§ **SOURCE RECORDS**:
═══

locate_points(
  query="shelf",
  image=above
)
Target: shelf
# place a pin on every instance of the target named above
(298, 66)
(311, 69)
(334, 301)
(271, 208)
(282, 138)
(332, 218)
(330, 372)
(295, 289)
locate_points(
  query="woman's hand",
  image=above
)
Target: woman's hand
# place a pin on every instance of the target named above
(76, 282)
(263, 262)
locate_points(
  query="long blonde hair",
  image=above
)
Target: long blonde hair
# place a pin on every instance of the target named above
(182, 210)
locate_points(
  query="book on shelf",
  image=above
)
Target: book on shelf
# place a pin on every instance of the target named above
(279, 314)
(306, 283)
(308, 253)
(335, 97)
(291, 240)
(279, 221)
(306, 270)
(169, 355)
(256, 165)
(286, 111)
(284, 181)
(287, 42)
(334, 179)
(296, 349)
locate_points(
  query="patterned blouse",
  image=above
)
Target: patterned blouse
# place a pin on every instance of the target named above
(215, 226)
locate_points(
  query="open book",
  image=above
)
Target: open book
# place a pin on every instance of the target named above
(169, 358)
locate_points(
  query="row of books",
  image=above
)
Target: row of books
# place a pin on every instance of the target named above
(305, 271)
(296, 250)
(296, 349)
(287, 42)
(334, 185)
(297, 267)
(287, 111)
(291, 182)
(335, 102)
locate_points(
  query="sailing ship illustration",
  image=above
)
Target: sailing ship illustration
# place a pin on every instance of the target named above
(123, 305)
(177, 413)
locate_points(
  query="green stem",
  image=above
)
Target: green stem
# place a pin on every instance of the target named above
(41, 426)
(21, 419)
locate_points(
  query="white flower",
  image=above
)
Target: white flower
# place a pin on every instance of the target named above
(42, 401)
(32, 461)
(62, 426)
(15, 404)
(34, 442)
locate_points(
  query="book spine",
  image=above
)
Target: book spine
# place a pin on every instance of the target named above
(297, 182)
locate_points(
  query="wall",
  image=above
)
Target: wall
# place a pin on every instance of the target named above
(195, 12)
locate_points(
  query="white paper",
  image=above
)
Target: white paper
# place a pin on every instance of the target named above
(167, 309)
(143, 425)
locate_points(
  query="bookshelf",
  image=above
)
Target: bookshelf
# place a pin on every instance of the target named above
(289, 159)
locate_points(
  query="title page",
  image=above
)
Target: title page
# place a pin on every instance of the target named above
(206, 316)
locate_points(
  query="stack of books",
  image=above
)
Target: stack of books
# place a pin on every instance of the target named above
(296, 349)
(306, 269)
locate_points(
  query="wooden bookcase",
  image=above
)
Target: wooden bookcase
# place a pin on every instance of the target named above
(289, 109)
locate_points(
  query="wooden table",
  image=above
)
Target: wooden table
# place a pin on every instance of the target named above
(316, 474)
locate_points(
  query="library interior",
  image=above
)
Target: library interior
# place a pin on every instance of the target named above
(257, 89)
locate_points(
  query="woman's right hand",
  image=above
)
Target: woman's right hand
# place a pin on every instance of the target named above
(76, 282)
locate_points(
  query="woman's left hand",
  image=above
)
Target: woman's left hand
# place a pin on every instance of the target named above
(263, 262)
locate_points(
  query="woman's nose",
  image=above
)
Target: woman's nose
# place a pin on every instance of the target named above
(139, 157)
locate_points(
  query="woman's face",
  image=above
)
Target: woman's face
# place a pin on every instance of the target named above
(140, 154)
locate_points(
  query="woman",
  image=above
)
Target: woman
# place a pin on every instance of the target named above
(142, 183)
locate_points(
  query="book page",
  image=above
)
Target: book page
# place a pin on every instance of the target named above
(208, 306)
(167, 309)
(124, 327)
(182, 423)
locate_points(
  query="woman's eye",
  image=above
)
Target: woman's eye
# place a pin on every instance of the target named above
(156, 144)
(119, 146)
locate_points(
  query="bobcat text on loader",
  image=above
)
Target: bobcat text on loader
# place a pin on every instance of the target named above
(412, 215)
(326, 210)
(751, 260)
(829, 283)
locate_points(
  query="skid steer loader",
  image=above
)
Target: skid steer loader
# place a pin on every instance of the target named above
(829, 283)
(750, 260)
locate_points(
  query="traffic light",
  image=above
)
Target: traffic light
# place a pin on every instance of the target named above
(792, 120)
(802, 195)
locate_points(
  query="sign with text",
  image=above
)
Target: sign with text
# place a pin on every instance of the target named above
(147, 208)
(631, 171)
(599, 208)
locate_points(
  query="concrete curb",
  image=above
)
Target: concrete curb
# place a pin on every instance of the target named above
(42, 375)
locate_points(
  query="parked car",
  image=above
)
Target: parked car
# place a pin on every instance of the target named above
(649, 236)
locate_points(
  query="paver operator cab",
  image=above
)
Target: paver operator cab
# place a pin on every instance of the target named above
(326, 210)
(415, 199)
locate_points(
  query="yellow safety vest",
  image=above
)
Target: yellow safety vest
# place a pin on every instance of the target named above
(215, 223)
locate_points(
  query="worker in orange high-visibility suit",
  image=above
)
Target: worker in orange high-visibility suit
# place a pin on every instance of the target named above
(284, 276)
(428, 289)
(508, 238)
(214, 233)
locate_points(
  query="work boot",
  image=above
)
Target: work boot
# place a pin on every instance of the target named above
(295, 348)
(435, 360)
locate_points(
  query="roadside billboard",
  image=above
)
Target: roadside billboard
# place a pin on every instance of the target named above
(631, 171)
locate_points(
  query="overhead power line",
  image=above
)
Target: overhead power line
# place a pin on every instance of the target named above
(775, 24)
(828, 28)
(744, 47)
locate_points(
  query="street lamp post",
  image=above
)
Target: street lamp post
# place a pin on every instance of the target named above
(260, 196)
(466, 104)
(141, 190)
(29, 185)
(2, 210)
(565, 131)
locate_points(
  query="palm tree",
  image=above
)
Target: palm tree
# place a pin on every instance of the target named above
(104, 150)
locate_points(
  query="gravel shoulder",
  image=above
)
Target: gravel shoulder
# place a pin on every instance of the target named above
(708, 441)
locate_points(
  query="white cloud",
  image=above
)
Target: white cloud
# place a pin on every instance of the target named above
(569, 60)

═══

§ **EXERCISE AIM**: Make an exact copy of every entry.

§ **SOLVED EXERCISE**:
locate_points(
  query="shelf",
  image=above
)
Target: shelf
# place a pin on every instance of the target named above
(298, 66)
(311, 69)
(334, 301)
(271, 208)
(282, 138)
(332, 218)
(330, 372)
(295, 289)
locate_points(
  query="woman's hand",
  image=above
)
Target: woman's hand
# place a pin on every instance of the target named above
(76, 282)
(263, 262)
locate_points(
  query="long blonde hair",
  image=above
)
Target: long blonde hair
# place a pin on every instance of the target named above
(182, 210)
locate_points(
  query="book on shelf",
  image=above
)
Target: book on shelf
# place a pin on every instance of the target named above
(279, 314)
(306, 283)
(308, 253)
(335, 97)
(291, 240)
(279, 221)
(306, 270)
(169, 355)
(256, 165)
(286, 111)
(284, 181)
(287, 42)
(334, 179)
(296, 349)
locate_points(
  query="patterned blouse",
  image=above
)
Target: patterned blouse
# place a pin on every instance of the target named above
(215, 226)
locate_points(
  query="open book",
  image=above
)
Target: open book
# place a pin on every instance of the target named above
(169, 358)
locate_points(
  query="row of books",
  image=above
)
Target: row of books
# place a pin on every instance of the target named above
(305, 271)
(296, 250)
(296, 349)
(287, 42)
(334, 185)
(297, 267)
(287, 111)
(291, 182)
(335, 102)
locate_points(
  query="sailing ship illustration",
  image=above
)
Target: sailing ship illustration
# place a pin on every instance of the target named above
(123, 305)
(177, 413)
locate_points(
  query="green stem",
  image=above
)
Target: green stem
# place a pin on every instance of the target named above
(41, 426)
(21, 419)
locate_points(
  query="white flower",
  image=above
)
Target: white flower
# place a pin on every instance of the target named above
(42, 401)
(32, 461)
(62, 426)
(15, 404)
(34, 442)
locate_points(
  query="book spine",
  image=above
)
Target: book spine
# place a pin on every instance of the target named above
(297, 182)
locate_points(
  query="wall",
  image=above
)
Target: wall
# place a pin on every instance of the target named above
(195, 12)
locate_points(
  query="white paper",
  image=above
)
Target: white paper
# place a pin on every instance of the target named above
(167, 309)
(143, 425)
locate_points(
  query="bookshelf",
  image=above
)
Target: bookshelf
# place a pin on every instance of the target named above
(289, 159)
locate_points(
  query="title page",
  image=above
)
Target: title page
# place a pin on every instance of the target named above
(206, 316)
locate_points(
  query="stack of books",
  image=above
)
Target: stack of books
# place a pin on every instance of the target named above
(296, 349)
(306, 269)
locate_points(
  query="wooden bookcase",
  image=above
)
Target: wooden bookcase
# place a pin on every instance of the target named above
(289, 109)
locate_points(
  query="wooden table",
  image=above
)
Target: wooden table
# place a pin on every instance of the target named above
(316, 474)
locate_points(
  query="library interior",
  image=above
)
Target: library interior
# place a pin on every instance of the target named above
(257, 89)
locate_points(
  query="woman's right hand",
  image=above
)
Target: woman's right hand
# place a pin on every instance of the target named above
(76, 282)
locate_points(
  query="woman's left hand",
  image=above
)
Target: woman's left hand
# place a pin on every instance of the target named above
(263, 262)
locate_points(
  query="woman's nose",
  image=above
)
Target: woman's nose
# place a pin on every instance of the target named above
(139, 157)
locate_points(
  query="woman's face",
  image=above
)
Target: woman's face
# place a pin on every instance of the target named above
(140, 154)
locate_points(
  query="woman",
  image=above
)
Target: woman
# place a pin on every instance of the target named above
(142, 183)
locate_points(
  query="book page",
  image=above
)
Target: book page
# place a pin on every instance of the target named above
(208, 306)
(167, 309)
(124, 327)
(182, 423)
locate_points(
  query="woman's eye",
  image=above
)
Target: woman's eye
# place a pin on every instance of the target named above
(156, 144)
(119, 146)
locate_points(
  query="bobcat text on loader",
  image=above
)
Target: bobcat text on loader
# place a pin on every instance of the target named above
(412, 215)
(326, 210)
(751, 260)
(829, 283)
locate_points(
  query="skid steer loader",
  image=above
)
Target: skid steer loader
# place a pin on every instance of the target named above
(829, 283)
(750, 260)
locate_points(
  query="traffic light",
  image=above
)
Target: traffic light
# place a pin on every instance of the target named above
(792, 120)
(802, 195)
locate_points(
  query="sign with text",
  image=above
)
Target: sign with text
# place a pin on every instance of the target named above
(147, 208)
(631, 171)
(599, 208)
locate_points(
  query="concrete curb",
  image=above
)
Target: concrete curb
# place a pin on every instance of the target named above
(42, 375)
locate_points(
  query="parked car",
  image=above
)
Target: parked car
# place a pin on every instance of the target named above
(649, 236)
locate_points(
  query="paver operator cab",
  image=above
)
Target: paver operator cab
# place a pin on every instance of the target named above
(326, 210)
(415, 199)
locate_points(
  query="yellow safety vest",
  image=above
)
Target: yellow safety vest
# place a pin on every instance of the target named above
(215, 223)
locate_points(
  query="worker in orange high-visibility suit",
  image=above
)
Target: worker in orange high-visibility suit
# place a pin on every instance of the target named above
(284, 276)
(428, 289)
(508, 238)
(214, 233)
locate_points(
  query="work boot",
  image=above
)
Target: work boot
# place a pin on every instance of the target named above
(295, 348)
(435, 360)
locate_points(
  query="roadside billboard",
  image=above
)
Target: roadside billboard
# place a pin on every instance of the target named above
(631, 171)
locate_points(
  query="overhead power line",
  image=above
)
Target: overhead power line
# place a pin on every instance of the target named above
(775, 24)
(828, 28)
(744, 47)
locate_points(
  query="street lamp post",
  image=above
)
Target: street lamp post
# place a pin on every instance of the target named above
(260, 196)
(466, 104)
(141, 190)
(29, 185)
(2, 210)
(565, 131)
locate_points(
  query="palm tree",
  image=above
)
Target: palm tree
# place a pin on every instance of the target named above
(104, 150)
locate_points(
  query="gravel shoulder",
  image=above
)
Target: gravel shoulder
# place a pin on every instance of the target named above
(708, 441)
locate_points(
  query="white cloud",
  image=above
)
Target: white cloud
# place a pin on every instance of the target named above
(569, 60)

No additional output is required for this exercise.